▸ OBJETIVO DA TAREFA: Copie do trecho do documento a parte entre "Em entrevista ao" e "estudar com frequência.", incluindo essas palavras.

▸ TRECHO DO DOCUMENTO:
= = = = =
Um dos cursos mais concorridos no Brasil e, consequentemente também no Mato Grosso do Sul, é o para medicina. Negro e periférico, Daniel Araújo da Costa, de 19 anos, concretizou na última segunda-feira (17) um sonho de infância: se tornou estudante de medicina com mérito, mas também com consciência de que suas condições não eram as mesmas dos padrões de ingressos do curso e que o racismo foi uma barreira a ser ultrapassada.

Em entrevista ao Jornal Midiamax, Daniel ressalta que sempre foi apaixonado pela área da saúde e pela possibilidade de salvar vidas, uma de suas motivações principais para seguir pela área. Estudante de escola pública desde o início da vida escolar, terminou o Ensino Médio em 2017 e desde de 2016 fazia curso técnico em enfermagem. Os estágios ocupavam todos os períodos e por isso não conseguia estudar com frequência.
= = = = =
▸ MATERIAL FORNECIDO:
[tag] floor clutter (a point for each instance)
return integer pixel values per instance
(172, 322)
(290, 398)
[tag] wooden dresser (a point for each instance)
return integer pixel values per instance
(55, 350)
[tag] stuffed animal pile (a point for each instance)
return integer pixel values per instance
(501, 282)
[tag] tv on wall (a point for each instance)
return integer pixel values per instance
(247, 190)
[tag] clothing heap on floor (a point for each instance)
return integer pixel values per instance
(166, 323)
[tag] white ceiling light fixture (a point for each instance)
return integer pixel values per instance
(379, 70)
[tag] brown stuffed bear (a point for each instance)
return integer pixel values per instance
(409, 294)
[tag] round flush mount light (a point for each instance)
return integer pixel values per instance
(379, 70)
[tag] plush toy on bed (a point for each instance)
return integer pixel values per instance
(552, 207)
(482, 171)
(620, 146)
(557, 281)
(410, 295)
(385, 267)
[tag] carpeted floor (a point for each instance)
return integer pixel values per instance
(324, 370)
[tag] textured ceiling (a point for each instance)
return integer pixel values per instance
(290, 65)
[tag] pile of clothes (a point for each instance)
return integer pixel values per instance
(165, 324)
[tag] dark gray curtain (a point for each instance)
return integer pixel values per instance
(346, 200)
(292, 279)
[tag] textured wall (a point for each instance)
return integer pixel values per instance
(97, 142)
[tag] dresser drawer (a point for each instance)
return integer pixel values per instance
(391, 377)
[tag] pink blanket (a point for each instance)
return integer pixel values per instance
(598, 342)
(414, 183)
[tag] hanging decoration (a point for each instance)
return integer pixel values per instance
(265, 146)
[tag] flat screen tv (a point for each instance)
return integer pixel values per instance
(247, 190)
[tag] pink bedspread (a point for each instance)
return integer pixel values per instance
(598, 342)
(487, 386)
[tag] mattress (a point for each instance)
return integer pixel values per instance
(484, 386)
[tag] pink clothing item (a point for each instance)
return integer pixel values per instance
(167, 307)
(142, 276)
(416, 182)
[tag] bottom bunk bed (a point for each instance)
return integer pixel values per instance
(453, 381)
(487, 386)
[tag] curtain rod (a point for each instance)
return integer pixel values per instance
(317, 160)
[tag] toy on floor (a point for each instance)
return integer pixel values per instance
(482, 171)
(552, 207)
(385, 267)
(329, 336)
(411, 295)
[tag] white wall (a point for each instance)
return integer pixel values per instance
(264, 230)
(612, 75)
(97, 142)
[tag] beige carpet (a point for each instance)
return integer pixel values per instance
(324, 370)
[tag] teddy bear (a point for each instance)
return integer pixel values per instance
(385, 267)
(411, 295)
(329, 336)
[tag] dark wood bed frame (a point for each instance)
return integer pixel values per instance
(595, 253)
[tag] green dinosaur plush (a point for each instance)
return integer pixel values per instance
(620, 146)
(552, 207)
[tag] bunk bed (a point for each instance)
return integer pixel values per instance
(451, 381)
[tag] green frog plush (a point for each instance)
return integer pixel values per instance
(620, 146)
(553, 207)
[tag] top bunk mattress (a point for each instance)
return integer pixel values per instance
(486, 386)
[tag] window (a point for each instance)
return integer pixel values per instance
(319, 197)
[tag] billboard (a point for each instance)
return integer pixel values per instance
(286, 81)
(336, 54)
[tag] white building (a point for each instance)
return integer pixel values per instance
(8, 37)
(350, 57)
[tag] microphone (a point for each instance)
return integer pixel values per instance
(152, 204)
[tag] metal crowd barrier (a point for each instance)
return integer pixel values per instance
= = = = =
▸ SOLUÇÃO:
Em entrevista ao Jornal Midiamax, Daniel ressalta que sempre foi apaixonado pela área da saúde e pela possibilidade de salvar vidas, uma de suas motivações principais para seguir pela área. Estudante de escola pública desde o início da vida escolar, terminou o Ensino Médio em 2017 e desde de 2016 fazia curso técnico em enfermagem. Os estágios ocupavam todos os períodos e por isso não conseguia estudar com frequência.